(Dataset entries)

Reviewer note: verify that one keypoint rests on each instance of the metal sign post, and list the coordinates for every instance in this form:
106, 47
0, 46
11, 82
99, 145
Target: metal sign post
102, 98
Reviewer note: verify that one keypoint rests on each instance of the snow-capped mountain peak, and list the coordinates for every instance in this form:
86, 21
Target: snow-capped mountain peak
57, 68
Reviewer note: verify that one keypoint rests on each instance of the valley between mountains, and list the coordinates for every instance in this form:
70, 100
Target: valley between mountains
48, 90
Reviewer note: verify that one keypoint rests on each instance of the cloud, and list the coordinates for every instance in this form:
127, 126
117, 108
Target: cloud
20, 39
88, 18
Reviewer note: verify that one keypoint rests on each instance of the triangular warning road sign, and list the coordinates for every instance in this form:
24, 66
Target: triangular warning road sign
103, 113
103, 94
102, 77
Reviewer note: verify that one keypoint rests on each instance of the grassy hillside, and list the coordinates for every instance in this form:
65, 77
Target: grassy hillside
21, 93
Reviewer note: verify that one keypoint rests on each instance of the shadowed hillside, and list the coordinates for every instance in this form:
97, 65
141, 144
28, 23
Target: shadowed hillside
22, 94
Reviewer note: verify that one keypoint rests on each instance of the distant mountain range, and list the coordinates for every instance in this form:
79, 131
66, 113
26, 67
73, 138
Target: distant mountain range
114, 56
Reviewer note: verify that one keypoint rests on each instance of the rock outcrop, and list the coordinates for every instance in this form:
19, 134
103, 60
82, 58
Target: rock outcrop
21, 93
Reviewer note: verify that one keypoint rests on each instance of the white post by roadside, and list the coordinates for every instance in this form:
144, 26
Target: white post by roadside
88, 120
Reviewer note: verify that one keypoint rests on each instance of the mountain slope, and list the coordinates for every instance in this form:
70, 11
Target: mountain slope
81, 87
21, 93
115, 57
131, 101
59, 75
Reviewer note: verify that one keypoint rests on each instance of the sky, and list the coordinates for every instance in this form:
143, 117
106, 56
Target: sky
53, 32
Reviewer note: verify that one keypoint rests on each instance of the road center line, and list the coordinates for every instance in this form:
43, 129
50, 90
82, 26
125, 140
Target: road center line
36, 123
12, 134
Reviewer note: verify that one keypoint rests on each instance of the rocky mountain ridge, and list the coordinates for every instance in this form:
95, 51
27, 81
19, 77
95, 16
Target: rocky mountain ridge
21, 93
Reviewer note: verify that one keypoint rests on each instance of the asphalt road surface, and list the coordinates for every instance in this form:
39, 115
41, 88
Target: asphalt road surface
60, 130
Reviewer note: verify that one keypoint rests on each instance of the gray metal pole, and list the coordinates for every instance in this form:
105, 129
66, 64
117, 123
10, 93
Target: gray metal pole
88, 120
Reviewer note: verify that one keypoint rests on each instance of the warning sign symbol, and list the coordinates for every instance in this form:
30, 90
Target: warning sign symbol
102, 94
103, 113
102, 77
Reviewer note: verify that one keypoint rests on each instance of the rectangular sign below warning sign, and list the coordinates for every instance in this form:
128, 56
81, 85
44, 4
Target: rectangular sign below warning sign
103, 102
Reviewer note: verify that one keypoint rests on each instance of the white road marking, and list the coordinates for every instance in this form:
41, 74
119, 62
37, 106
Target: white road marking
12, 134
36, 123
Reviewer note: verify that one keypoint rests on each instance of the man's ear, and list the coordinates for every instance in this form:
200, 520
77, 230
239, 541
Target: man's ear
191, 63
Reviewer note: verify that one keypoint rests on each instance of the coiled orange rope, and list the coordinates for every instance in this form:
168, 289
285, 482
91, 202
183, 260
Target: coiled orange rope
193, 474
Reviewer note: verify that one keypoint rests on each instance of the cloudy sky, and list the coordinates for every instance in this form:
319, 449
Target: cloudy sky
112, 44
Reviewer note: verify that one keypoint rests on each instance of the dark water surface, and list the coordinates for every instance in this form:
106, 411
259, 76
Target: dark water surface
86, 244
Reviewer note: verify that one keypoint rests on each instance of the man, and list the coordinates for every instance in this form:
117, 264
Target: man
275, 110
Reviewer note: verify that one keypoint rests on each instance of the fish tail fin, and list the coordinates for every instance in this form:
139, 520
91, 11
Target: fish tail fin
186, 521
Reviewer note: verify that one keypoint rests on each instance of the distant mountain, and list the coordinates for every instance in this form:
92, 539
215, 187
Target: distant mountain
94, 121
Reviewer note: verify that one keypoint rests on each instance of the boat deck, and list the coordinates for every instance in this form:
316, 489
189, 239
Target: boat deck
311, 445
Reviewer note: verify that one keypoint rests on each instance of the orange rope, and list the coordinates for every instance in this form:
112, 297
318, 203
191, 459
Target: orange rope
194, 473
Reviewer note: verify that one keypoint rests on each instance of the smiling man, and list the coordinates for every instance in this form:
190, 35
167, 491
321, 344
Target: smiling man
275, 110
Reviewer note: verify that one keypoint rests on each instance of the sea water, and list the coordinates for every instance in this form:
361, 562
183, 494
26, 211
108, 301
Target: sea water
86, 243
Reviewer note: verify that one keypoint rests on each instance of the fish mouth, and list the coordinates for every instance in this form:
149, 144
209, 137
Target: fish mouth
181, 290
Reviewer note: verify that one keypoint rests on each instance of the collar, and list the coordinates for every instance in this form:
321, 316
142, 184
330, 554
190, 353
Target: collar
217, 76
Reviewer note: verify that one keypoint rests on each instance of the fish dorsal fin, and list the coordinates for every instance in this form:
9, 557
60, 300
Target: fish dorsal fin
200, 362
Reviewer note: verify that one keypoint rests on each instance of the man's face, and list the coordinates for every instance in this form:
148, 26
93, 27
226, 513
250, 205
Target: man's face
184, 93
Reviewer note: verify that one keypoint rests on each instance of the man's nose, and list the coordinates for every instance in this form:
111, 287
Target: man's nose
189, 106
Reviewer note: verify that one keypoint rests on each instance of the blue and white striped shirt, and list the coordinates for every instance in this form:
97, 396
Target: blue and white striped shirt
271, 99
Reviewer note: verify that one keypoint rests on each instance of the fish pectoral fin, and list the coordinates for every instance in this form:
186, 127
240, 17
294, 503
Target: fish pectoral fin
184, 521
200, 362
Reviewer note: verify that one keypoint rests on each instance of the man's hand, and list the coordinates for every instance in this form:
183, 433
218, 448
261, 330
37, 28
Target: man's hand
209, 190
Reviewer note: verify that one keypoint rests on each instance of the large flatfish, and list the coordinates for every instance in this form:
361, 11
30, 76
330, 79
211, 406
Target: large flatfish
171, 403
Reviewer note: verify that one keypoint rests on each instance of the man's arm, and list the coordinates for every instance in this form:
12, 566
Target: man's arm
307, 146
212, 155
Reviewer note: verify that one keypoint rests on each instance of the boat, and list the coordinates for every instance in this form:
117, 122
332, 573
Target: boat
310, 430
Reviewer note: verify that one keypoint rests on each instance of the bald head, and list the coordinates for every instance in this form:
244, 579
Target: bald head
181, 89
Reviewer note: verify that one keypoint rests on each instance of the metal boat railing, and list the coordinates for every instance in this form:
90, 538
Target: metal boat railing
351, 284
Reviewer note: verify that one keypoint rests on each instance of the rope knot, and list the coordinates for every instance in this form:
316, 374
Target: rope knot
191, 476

(End Dataset entries)

# What needs to be done:
Repeat the material in full. Nothing may differ.

# Response to the exercise:
Reviewer note: verify that one keypoint rests on each instance of the metal sign post, and list the coordinates for every instance in this form:
106, 47
0, 46
11, 82
99, 145
Target: metal sign post
102, 98
Reviewer note: verify that one keypoint rests on each instance of the snow-capped mountain peak, and list the coordinates for every instance in this form:
86, 21
Target: snow-capped mountain peak
57, 68
Reviewer note: verify that one keypoint rests on each instance of the valley between mountains, and list the coordinates for every instance in this form:
70, 100
Target: valley between mountains
48, 90
Reviewer note: verify that one keypoint rests on each instance of the cloud, and list the coordinates for every instance in this form:
127, 126
117, 108
Target: cloud
20, 39
88, 18
Reviewer note: verify that one keypoint rests on each instance of the triangular warning road sign, and list the coordinates for every instance in this form:
24, 66
Target: triangular warning road sign
103, 113
103, 94
102, 77
Reviewer note: verify that one keypoint rests on each instance of the grassy hillside, and list the coordinates for every instance in this form:
65, 77
Target: grassy hillside
21, 93
Reviewer note: verify that one keypoint rests on each instance of the shadowed hillside, and list the coordinates for every instance in this form:
97, 65
141, 144
28, 23
Target: shadowed hillside
22, 94
Reviewer note: verify that one keypoint rests on each instance of the distant mountain range, and list the coordinates for every instance in this form:
79, 131
66, 113
26, 67
73, 138
Target: distant mountain range
114, 56
Reviewer note: verify that one keypoint rests on each instance of the rock outcrop, and list the coordinates for every instance in this form:
19, 134
103, 60
82, 58
Target: rock outcrop
21, 93
Reviewer note: verify that one keypoint rests on each instance of the white post by roadside, and list the coordinates for every instance in this form:
144, 26
Target: white post by roadside
88, 120
Reviewer note: verify that one keypoint rests on each instance of the mountain slope, and list the coordinates for every instance in this form:
70, 11
Target: mountain slope
81, 87
21, 93
115, 57
131, 101
59, 75
Reviewer note: verify that one keypoint rests on each instance of the sky, and list the coordinates for every instance in this form:
143, 117
106, 56
Target: sky
53, 32
Reviewer note: verify that one keypoint rests on each instance of the road center line, and list the coordinates for every instance in this form:
43, 129
50, 90
82, 26
125, 140
Target: road center line
36, 123
12, 134
Reviewer note: verify that one keypoint rests on each instance of the rocky mountain ridge, and list the coordinates for every instance in this form:
95, 51
27, 81
19, 77
95, 16
Target: rocky mountain ridge
21, 93
Reviewer note: verify that one keypoint rests on each instance of the asphalt road surface, and list the coordinates for every instance in this form:
39, 115
41, 88
Target: asphalt road surface
60, 130
Reviewer note: verify that one keypoint rests on each instance of the gray metal pole, and list the coordinates for every instance in this form:
105, 129
66, 64
117, 123
10, 93
Target: gray metal pole
88, 120
Reviewer note: verify that one keypoint rests on each instance of the warning sign symbol, and list the coordinates for every instance in this form:
30, 90
Target: warning sign symbol
102, 94
103, 113
102, 77
Reviewer note: verify that one keypoint rests on each instance of the rectangular sign below warning sign, and list the coordinates for every instance in this form:
128, 56
81, 85
44, 4
Target: rectangular sign below warning sign
103, 102
Reviewer note: verify that one keypoint rests on each instance of the white road marking, and list the coordinates for every instance in this form:
41, 74
119, 62
37, 106
Target: white road marking
12, 134
36, 123
Reviewer note: verify that one keypoint rests on each instance of the man's ear, and list the coordinates for every instance in this form:
200, 520
77, 230
239, 541
Target: man's ear
191, 63
Reviewer note: verify that one keypoint rests on each instance of the coiled orange rope, and list the coordinates for every instance in this form:
168, 289
285, 482
91, 202
183, 260
Target: coiled orange rope
193, 474
Reviewer note: verify that one keypoint rests on each instance of the cloudy sky, and list the coordinates for every instance in this form:
319, 449
Target: cloudy sky
112, 44
Reviewer note: verify that one keypoint rests on each instance of the dark water surface, and list the coordinates for every instance in this form:
106, 411
259, 76
Target: dark water surface
86, 244
Reviewer note: verify that one keypoint rests on each instance of the man, and list the coordinates for every instance in this form:
117, 264
Target: man
275, 110
Reviewer note: verify that one keypoint rests on each instance of the fish tail fin, and list the coordinates for every instance in this form:
139, 520
91, 11
Target: fish tail fin
186, 521
Reviewer note: verify that one keypoint rests on each instance of the distant mountain, and list the coordinates for every instance in this form:
92, 539
215, 187
Target: distant mountain
94, 121
Reviewer note: verify that one keypoint rests on each instance of the boat deck, and list the coordinates for every instance in this form:
316, 489
189, 239
Target: boat deck
311, 445
Reviewer note: verify that one keypoint rests on each instance of the orange rope, and list the coordinates for every instance in this form:
112, 297
318, 203
191, 459
Target: orange rope
194, 473
Reviewer note: verify that one keypoint rests on each instance of the smiling man, and list the coordinates for every instance in this form:
190, 35
167, 491
321, 344
Target: smiling man
275, 110
Reviewer note: verify that one keypoint rests on each instance of the sea water, and list the coordinates for every instance in this form:
361, 562
183, 494
26, 211
108, 301
Target: sea water
86, 243
Reviewer note: verify that one keypoint rests on each instance of the fish mouth, and list the coordinates for every instance in this form:
149, 144
209, 137
Target: fish mouth
181, 290
Reviewer note: verify that one keypoint rests on each instance of the collar, and list the coordinates for every instance in this form:
321, 316
142, 184
330, 554
190, 353
Target: collar
217, 76
Reviewer note: verify that one keypoint rests on each instance of the fish dorsal fin, and list the coordinates for every instance in this form:
9, 557
60, 300
Target: fish dorsal fin
200, 362
Reviewer note: verify that one keypoint rests on each instance of the man's face, and list the coordinates for every instance in this form:
148, 26
93, 27
226, 513
250, 205
Target: man's face
184, 93
Reviewer note: verify that one keypoint rests on each instance of the man's nose, and list the coordinates for every instance in this form:
111, 287
Target: man's nose
189, 106
Reviewer note: verify that one keypoint rests on each instance of the blue and white striped shirt, and list the coordinates for every instance in this form:
97, 396
Target: blue and white striped shirt
271, 99
Reviewer note: verify that one keypoint rests on each instance of the fish pectoral fin, and list the coordinates for every instance in this form:
186, 127
240, 17
294, 503
Target: fish pectoral fin
184, 521
200, 362
Reviewer note: verify that one keypoint rests on each instance of the man's hand, and list the coordinates for every instance in this form:
183, 433
218, 448
261, 330
37, 28
Target: man's hand
209, 190
Reviewer note: verify that one keypoint rests on each instance of the large flatfish, and list the coordinates for every instance in this form:
361, 11
30, 76
330, 79
211, 406
Target: large flatfish
171, 403
Reviewer note: verify that one keypoint rests on each instance of the man's arm, and list the coordinates for every instance in this form:
12, 566
Target: man's arm
307, 146
212, 155
Reviewer note: verify that one keypoint rests on each instance of the boat, and list the coordinates for every instance in this form:
117, 122
332, 573
Target: boat
310, 430
Reviewer note: verify that one keypoint rests on each instance of the bald head, and list the coordinates for every instance in this form:
244, 579
Target: bald head
181, 89
Reviewer note: verify that one keypoint rests on each instance of the metal boat railing, and list the coordinates for every instance in this form:
90, 538
Target: metal boat railing
351, 284
Reviewer note: verify that one keypoint rests on each instance of the rope knot, and list the coordinates for every instance in this form:
316, 374
Target: rope knot
191, 476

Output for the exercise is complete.